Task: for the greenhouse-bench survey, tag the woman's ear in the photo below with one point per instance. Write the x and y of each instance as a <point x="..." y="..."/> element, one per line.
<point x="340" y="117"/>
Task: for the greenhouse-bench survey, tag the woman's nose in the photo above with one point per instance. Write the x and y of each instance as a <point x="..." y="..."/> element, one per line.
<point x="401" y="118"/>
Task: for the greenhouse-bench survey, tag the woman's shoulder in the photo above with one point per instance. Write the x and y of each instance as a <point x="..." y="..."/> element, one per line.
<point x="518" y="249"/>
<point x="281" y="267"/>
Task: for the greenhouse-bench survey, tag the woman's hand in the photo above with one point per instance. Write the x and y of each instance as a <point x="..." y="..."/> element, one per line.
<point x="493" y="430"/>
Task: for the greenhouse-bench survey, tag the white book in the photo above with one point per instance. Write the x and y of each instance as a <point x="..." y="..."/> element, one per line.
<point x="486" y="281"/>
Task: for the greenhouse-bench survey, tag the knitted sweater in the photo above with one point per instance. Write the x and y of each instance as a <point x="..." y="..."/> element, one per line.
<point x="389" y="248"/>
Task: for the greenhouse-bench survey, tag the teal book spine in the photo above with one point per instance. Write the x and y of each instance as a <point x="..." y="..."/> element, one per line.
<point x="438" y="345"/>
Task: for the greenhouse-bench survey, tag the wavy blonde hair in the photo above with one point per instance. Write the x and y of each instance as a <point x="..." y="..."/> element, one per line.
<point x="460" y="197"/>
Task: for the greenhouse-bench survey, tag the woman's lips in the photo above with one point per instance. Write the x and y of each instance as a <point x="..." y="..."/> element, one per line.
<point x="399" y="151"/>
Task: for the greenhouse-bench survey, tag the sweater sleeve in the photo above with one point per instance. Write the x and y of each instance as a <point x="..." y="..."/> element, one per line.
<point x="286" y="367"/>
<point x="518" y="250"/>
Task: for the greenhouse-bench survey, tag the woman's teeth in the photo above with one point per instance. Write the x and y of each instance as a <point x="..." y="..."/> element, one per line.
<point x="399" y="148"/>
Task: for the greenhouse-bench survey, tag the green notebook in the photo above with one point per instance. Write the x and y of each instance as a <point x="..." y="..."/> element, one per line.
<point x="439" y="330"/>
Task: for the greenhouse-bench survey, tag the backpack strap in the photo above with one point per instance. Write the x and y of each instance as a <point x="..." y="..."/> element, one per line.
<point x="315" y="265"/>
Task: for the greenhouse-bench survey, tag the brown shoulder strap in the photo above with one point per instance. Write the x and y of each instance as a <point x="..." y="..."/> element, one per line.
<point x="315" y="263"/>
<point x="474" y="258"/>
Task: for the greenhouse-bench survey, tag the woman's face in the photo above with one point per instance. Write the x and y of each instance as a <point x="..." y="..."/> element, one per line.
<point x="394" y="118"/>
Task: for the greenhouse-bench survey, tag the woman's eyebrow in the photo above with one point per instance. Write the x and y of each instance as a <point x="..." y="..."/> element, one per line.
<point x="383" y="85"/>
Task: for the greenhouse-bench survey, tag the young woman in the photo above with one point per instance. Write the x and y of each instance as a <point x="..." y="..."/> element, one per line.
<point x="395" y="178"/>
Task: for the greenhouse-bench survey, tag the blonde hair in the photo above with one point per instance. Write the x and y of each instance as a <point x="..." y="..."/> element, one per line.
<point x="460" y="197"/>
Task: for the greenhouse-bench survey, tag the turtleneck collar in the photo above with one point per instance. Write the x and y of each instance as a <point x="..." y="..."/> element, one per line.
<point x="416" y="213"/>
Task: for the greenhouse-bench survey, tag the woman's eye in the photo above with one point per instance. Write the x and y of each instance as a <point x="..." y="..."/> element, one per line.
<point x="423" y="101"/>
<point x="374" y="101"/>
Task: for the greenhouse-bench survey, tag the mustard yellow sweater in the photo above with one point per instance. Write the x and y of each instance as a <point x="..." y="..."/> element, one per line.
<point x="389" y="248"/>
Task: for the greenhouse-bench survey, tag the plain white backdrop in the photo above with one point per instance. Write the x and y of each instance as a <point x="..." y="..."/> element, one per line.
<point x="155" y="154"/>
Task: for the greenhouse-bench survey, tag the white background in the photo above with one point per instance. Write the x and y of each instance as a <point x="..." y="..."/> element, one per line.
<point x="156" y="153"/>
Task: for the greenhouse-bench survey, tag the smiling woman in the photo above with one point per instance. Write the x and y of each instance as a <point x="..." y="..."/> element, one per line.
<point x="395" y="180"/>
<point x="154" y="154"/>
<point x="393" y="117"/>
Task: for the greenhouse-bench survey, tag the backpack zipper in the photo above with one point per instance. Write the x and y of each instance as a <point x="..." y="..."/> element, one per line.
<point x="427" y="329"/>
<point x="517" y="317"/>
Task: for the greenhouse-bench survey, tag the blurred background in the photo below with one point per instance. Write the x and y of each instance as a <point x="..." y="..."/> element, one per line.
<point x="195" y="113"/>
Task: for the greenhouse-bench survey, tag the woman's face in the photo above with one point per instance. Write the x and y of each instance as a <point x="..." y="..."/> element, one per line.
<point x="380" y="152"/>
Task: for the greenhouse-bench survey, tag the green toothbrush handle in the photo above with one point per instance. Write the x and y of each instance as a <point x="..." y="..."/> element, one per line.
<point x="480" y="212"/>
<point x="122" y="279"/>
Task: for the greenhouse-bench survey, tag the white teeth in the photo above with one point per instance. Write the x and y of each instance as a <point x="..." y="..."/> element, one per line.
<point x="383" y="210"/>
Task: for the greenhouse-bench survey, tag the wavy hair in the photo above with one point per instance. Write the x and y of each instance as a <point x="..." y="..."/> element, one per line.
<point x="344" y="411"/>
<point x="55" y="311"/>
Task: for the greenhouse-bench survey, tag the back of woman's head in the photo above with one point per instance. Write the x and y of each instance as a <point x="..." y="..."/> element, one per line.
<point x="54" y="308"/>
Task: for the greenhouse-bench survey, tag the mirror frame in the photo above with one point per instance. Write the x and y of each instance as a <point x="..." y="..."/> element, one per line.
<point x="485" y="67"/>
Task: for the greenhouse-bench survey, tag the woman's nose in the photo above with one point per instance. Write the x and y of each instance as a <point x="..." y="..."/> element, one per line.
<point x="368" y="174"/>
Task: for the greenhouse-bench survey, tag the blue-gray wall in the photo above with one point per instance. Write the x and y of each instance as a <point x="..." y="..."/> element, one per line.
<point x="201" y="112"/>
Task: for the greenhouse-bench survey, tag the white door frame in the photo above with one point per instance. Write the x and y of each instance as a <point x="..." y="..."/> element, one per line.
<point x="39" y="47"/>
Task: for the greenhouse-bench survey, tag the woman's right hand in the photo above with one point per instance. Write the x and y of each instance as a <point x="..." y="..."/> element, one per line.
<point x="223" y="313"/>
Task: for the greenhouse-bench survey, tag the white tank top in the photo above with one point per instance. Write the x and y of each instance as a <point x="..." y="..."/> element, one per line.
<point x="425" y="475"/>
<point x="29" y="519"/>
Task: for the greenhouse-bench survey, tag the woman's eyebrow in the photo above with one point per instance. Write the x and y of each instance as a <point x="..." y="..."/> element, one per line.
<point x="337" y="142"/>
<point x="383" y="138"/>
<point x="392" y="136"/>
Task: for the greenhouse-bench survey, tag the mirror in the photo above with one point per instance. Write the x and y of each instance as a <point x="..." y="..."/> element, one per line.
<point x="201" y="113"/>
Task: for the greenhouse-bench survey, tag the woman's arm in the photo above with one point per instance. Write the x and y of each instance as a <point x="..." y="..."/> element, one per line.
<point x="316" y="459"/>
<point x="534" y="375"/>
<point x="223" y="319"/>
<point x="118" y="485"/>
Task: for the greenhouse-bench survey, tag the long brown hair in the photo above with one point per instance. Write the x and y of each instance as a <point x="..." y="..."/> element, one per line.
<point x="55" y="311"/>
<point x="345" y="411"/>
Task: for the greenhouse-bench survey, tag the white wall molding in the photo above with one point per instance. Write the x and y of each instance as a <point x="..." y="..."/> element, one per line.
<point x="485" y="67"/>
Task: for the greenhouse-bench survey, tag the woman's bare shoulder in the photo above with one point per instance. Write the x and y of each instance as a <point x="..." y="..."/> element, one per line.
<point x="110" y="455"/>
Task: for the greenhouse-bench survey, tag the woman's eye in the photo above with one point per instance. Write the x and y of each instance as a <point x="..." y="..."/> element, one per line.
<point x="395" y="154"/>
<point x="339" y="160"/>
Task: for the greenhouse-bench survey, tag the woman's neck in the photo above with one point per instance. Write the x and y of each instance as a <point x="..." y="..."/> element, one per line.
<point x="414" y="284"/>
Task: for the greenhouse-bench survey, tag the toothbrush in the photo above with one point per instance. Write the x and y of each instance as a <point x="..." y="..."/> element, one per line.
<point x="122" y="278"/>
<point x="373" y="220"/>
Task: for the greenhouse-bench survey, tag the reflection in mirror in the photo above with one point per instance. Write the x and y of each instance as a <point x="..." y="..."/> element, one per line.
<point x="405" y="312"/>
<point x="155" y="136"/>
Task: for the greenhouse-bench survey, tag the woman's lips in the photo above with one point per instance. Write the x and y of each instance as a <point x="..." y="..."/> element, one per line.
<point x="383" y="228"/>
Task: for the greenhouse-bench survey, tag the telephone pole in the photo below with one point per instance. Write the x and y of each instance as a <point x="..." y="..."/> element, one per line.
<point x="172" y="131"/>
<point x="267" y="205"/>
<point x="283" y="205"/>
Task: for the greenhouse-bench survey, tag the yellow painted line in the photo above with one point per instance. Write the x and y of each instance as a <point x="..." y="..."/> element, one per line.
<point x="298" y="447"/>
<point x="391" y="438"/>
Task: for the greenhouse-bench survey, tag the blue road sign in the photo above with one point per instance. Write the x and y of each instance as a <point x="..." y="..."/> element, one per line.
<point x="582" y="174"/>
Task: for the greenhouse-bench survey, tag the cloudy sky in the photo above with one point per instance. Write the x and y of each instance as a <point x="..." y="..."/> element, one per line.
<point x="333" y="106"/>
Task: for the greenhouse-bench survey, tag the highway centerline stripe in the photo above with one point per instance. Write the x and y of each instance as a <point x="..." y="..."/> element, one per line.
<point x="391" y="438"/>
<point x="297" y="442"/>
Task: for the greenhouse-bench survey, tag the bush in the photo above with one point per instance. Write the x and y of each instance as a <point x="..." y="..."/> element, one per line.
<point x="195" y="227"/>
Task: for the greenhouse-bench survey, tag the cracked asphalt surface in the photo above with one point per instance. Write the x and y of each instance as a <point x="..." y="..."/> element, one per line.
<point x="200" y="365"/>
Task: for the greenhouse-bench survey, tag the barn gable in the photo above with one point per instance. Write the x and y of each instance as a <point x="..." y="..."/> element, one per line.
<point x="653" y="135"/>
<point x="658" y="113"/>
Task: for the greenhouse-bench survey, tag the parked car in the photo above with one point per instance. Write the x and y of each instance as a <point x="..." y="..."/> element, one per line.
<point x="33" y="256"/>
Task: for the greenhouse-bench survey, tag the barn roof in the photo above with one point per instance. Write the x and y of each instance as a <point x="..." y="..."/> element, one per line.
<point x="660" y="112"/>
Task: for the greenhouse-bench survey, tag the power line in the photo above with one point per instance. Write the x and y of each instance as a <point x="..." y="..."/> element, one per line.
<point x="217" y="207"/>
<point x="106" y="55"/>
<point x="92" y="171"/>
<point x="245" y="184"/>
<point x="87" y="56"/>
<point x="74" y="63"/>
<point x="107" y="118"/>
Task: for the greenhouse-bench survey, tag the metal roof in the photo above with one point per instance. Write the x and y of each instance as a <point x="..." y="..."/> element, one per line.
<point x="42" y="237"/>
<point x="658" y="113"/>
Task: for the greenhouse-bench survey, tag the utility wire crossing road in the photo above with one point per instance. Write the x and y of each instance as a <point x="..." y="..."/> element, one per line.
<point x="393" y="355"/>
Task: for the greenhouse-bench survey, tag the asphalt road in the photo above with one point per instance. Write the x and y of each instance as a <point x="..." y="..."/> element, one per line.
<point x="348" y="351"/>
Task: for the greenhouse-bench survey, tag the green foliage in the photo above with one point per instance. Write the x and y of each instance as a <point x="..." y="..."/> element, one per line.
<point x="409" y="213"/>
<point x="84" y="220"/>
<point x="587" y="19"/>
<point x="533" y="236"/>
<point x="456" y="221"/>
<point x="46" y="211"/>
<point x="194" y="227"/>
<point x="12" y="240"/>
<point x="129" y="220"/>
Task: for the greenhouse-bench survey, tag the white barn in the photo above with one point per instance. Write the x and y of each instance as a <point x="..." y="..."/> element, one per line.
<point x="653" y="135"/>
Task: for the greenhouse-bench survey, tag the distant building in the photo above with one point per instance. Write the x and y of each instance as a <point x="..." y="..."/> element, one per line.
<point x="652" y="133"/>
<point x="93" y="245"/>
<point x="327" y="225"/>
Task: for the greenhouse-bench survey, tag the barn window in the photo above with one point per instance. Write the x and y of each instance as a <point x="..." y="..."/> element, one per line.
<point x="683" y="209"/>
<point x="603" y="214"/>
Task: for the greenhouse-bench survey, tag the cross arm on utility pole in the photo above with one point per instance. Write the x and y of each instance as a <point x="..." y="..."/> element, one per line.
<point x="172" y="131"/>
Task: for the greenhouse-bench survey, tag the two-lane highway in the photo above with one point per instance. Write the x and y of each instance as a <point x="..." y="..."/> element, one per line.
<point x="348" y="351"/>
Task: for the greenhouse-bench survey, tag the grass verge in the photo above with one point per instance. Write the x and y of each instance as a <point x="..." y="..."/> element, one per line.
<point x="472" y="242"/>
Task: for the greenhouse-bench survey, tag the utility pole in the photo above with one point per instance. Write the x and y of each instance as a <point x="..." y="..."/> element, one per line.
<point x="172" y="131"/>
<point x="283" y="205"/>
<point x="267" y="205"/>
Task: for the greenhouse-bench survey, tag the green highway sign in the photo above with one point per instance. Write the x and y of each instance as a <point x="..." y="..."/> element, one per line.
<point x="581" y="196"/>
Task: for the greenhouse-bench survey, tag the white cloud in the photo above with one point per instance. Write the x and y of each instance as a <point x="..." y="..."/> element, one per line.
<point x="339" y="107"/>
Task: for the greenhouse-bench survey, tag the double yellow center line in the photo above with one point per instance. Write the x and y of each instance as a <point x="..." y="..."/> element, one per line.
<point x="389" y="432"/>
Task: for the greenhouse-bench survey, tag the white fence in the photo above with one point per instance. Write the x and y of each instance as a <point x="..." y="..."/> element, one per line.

^^^^^^^^

-- Your objective --
Set down nothing but the lines from the one with "Task: for the greenhouse-bench survey, tag the white cloud" through the end of the records, keeping each line exactly as written and including both ends.

-- Written solution --
Task: for the greenhouse-bench survey, tag the white cloud in the photo above with one point per instance. Write the x and y of each instance as a <point x="..." y="..."/> element, one per line.
<point x="339" y="107"/>
Task: for the greenhouse-bench survey, tag the double yellow center line in the photo above with one point per instance. Write the x and y of each instance as a <point x="..." y="..."/> element, one per line.
<point x="389" y="432"/>
Task: for the greenhouse-bench survey, tag the white fence in the photo above with one point per instance. Write the x and y of each instance as a <point x="..." y="..."/> element, one per line.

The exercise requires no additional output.